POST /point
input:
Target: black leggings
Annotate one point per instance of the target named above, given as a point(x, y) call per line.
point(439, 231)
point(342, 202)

**Exercise**: For the span from the line containing "Annotate one point" through the last line of the entries above, transcribe each line exactly and leave out everything else.

**Answer section**:
Annotate one point per instance of the target named above, given as a point(x, y) call per line.
point(439, 231)
point(342, 202)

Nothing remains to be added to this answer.